***** Record extracts *****
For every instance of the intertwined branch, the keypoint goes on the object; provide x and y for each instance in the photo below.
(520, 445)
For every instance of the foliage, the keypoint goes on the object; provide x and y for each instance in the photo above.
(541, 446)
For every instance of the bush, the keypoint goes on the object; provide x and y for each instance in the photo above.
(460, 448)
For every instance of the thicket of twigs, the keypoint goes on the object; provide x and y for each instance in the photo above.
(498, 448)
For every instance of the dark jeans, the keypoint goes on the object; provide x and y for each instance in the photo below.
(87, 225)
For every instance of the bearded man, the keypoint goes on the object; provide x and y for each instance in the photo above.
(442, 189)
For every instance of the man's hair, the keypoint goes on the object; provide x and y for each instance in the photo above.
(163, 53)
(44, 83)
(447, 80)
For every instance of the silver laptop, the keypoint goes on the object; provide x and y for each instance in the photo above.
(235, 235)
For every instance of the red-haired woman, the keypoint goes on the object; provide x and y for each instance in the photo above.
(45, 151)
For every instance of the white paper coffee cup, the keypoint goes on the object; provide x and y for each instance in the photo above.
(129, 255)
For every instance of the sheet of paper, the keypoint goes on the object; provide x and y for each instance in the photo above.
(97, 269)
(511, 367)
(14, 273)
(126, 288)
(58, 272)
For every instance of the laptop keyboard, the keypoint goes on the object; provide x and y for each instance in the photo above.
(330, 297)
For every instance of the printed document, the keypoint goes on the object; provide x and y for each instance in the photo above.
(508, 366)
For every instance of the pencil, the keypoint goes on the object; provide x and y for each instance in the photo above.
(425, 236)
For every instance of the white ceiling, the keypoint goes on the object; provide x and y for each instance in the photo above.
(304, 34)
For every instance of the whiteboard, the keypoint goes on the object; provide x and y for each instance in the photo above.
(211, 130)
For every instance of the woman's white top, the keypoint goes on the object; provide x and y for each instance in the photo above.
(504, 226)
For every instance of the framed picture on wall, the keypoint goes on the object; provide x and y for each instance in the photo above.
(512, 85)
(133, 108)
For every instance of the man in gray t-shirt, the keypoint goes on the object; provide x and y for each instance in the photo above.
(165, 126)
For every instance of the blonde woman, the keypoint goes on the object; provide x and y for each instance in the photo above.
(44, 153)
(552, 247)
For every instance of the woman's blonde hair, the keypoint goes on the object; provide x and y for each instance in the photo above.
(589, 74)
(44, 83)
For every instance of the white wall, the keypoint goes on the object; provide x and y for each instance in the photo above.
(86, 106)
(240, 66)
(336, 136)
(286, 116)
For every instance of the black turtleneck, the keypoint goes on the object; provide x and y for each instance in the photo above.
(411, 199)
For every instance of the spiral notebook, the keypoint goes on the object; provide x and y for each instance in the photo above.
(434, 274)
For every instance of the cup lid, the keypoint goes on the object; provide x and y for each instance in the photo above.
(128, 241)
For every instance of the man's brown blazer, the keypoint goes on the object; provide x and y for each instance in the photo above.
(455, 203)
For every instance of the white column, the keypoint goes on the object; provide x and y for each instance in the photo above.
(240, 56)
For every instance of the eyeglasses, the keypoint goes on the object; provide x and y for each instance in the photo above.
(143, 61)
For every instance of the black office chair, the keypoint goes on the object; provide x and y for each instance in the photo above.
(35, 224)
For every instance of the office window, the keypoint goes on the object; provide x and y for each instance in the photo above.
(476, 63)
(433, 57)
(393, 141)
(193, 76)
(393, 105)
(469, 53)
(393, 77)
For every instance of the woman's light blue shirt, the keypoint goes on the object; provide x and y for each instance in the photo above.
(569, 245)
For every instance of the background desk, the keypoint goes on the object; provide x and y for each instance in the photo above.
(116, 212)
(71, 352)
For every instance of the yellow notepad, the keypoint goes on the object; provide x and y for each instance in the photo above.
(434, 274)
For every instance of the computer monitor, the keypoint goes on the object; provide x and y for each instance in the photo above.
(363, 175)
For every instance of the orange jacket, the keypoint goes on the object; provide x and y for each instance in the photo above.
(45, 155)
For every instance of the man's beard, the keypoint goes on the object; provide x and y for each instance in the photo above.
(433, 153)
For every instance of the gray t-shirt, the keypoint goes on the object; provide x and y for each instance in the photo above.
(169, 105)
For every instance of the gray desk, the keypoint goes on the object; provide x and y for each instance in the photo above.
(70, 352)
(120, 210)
*****
Your task: Turn everything from the line with "For every instance of the yellow" through the end of the rows into a Markdown table with the columns Number and Line, one line per table row and blank lines left out.

Task response:
| Number | Line |
|---|---|
| 1 | For every instance of the yellow notepad, the keypoint goes on the object; provide x and y for each instance in the photo above. |
| 2 | (434, 274) |
| 3 | For every instance of the computer monitor, the keypoint goes on the object; provide x and y for each instance in the photo above. |
| 4 | (363, 175) |
| 5 | For every instance of the orange jacket, the keypoint goes on the object; provide x and y for each instance in the photo above. |
| 6 | (45, 155) |
| 7 | For every instance of the man's beard, the keypoint goes on the object; provide x and y for each instance in the photo above. |
| 8 | (433, 153) |
| 9 | For every instance of the gray t-shirt, the keypoint goes on the object; provide x and y for each instance in the photo above. |
| 10 | (169, 105) |
| 11 | For every instance of the gray desk, the keypoint goes on the object; provide x and y for each instance in the photo above. |
| 12 | (70, 352) |
| 13 | (120, 210) |